# St. Athan Boys Village Report...Again!



## UEP-Wales (Oct 6, 2011)

*St. Athan Boys Village – October 2011​*
I know that this has been covered many many many times in the past, even by myself but having a little play around with a few things and feel the place deserves a full thread rather than just part of one like I did last time. Please let me know what you think of the pics, honestly as I am playing around big time! Sorry if this ends up a little pic heavy but hope you like them either way!

*About the Boys Village​*
_Some of the information is provided by Wikipedia._ 

The Boys Village opened on August 8th 1925 as a summer camp for the sons from families in the South Wales Coalfield, it offered them a place to play and be free, as well as being close to the nearby beach. Over the ages its usage developed (but not necessarily changed) to be used as a camp for youths and apprenticeships, etc., as well.
The buildings included a dining hall, dormitories, a gym, swimming pool and a church. There was also a full-sized cricket pitch and pavilion. The site also includes a war memorial and there are rumours about Boys Village being haunted or plagued by a troubled past.
The site declined in line with the decline in coal mining in the Welsh valleys and without the money put in by the miners, it no longer had the finances to operate and subsequently closed in the late 1960s.

I have also been told that the boys village used to be hired out to clubs and organisations such as gymnastic clubs. This would have been around 40 years ago now.

_The village today_

After a family renting the property moved out in 2008, it has been taken over by graffiti artists and vandals who feed their habbit by damaging this once amazing place. Several buildings have been demolished since 2008 due to fire damage, including the Sir Maynard Jenour building which was build in the 1980’s, the recreation building and a few residential and admin buildings. 

The site was sold at auction during 2010 for around £670,000 but not much seems to be happening in terms of protecting and restoring the site. I have been made aware by a trusted source which I can not name that the site is due to be demolished in November and turned into 12 houses (which not a lot of people will be able to afford!)

If visiting after dark, you are guaranteed to run into a group of youths causing damage to the site, risking their lives by walking around with no torch or other form of lighting. 

*About my explore​*
I have only recently found out about this site and already I am addicted to it! I parked my car up directly outside the village and began kitting myself up with my camera, back up camera, tripod, grip gloves, radio, torches and anything else I had to hand – including my drink!

As I started walking through, I could hear the wind howling through the broken buildings that remain, I could see drips of water coming through the collapsing roof and as I entered the first building, evidence of a very recent fire struck me.

════

- [Short problem 1]: Rename "Query" as "Target" in the listing, within the lines from the one containing "the lip, each" through the one containing "[(328, 213)]", inclusive, and return only those lines with nothing else altered.

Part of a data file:
════

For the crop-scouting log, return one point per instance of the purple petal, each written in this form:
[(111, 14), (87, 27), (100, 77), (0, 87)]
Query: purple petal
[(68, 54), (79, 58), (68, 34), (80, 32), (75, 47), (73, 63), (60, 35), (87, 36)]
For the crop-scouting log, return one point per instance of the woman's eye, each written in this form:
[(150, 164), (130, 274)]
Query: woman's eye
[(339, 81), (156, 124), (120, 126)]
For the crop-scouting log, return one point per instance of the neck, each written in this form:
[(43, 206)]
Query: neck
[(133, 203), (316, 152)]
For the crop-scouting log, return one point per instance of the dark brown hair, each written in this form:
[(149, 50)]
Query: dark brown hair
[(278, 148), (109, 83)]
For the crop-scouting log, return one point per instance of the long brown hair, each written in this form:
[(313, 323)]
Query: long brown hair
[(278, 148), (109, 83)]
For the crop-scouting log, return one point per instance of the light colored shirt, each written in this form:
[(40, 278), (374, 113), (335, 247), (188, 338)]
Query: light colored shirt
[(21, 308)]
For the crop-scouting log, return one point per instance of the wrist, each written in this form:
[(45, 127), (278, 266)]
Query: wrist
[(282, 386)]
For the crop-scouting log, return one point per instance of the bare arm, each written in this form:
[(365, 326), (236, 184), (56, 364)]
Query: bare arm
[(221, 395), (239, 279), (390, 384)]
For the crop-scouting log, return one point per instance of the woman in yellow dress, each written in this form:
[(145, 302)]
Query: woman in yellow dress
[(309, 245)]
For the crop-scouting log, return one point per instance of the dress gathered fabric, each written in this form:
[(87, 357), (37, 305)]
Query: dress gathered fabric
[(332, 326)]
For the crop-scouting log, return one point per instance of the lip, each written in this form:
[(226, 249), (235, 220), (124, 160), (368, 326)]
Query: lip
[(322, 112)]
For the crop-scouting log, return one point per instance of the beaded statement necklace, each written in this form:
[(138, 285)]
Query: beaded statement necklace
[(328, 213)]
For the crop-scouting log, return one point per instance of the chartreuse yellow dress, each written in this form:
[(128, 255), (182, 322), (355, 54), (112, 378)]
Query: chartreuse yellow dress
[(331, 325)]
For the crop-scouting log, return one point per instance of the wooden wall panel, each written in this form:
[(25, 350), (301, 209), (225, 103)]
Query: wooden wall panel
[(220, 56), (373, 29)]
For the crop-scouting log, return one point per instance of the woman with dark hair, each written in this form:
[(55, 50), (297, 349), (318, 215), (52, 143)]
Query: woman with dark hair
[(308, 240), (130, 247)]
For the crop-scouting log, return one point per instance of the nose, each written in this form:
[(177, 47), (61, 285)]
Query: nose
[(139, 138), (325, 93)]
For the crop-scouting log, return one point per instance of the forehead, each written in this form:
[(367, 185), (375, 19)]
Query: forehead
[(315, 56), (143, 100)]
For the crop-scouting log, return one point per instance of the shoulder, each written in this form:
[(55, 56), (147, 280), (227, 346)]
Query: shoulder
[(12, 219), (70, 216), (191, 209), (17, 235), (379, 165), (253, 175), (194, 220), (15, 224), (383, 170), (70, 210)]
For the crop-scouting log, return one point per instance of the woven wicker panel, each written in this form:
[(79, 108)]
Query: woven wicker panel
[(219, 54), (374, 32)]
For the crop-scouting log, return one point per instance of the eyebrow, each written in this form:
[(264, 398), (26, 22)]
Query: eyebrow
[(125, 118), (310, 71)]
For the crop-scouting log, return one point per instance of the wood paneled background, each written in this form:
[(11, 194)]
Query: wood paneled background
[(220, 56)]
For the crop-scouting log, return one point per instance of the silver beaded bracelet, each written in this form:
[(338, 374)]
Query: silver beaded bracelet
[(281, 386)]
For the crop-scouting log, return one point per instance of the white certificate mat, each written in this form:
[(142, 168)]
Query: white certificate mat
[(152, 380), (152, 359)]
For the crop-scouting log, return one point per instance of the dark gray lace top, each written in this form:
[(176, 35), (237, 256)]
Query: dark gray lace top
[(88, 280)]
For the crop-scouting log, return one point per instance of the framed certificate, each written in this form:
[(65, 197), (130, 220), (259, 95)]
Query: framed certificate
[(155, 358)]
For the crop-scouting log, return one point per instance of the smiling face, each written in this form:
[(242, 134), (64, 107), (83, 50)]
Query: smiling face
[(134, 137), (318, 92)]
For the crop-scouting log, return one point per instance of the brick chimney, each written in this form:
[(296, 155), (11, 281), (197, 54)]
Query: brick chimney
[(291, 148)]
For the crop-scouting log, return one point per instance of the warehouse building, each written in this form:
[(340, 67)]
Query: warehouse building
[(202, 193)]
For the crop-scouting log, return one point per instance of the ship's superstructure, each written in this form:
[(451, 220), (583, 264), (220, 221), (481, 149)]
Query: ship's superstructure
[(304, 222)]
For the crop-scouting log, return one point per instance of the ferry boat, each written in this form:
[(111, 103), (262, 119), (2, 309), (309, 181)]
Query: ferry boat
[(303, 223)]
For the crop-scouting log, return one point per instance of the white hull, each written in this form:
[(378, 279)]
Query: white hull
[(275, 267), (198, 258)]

════

- [Short problem 2]: Carry on the St. Athan Boys Village report from its last sentence.

- [Task answer 1]:
For the crop-scouting log, return one point per instance of the lip, each written in this form:
[(226, 249), (235, 220), (124, 160), (368, 326)]
Target: lip
[(322, 112)]
For the crop-scouting log, return one point per instance of the beaded statement necklace, each written in this form:
[(138, 285)]
Target: beaded statement necklace
[(328, 213)]

- [Task answer 2]:
I recently witnessed people damaging the already barely standing gym building and knew that I had to keep my guard up as local police and forestry security now check on this site daily. 

Anyway, with my bag on, camera on tripod and in hand, this is my take on the St. Athan’s Boys Village in West Aberthaw. 

*The Photographs​*


























































































































































After visiting the village for the 4th time in the space of a month, it is very clear that people still go there to vandalise it daily! It's shocking that the owners have made no attempt of securing this fantastic place which holds a very proud standing war memorial. I must add that I have disclosed my identity to a local MP to provide assistance in his attempt to have the war memorial restored and relocated.

I hope you enjoyed these pictures and my report.

Urbex-SW


----------



## Captain-Slow (Oct 6, 2011)

it keeps on trucking.

Fire seems to be a heavy theme for this place. I've read numerous reports over the years and a few mention recent/or current burning fire. The look on ****** face as he saw the fire burning in the sports hall was classic on our visit. He didnt know if he should piss on it, run off or call the fire brigade. 

Kudos on the AM/MP memorial relocation, I dont think its going to last where it is either. Shame


----------



## UEP-Wales (Oct 6, 2011)

Captain-Slow said:


> it keeps on trucking.
> 
> Fire seems to be a heavy theme for this place. I've read numerous reports over the years and a few mention recent/or current burning fire. The look on ****** face as he saw the fire burning in the sports hall was classic on our visit. He didnt know if he should piss on it, run off or call the fire brigade.
> 
> Kudos on the AM/MP memorial relocation, I dont think its going to last where it is either. Shame



It is a shame that people are burning the place down but I noticed this week that emergency services will not step foot onto the site anymore due to H&S bull crap. God if I listened to that rubbish, I would live life in a big rubber bouncy ball wrapped in cotton wool!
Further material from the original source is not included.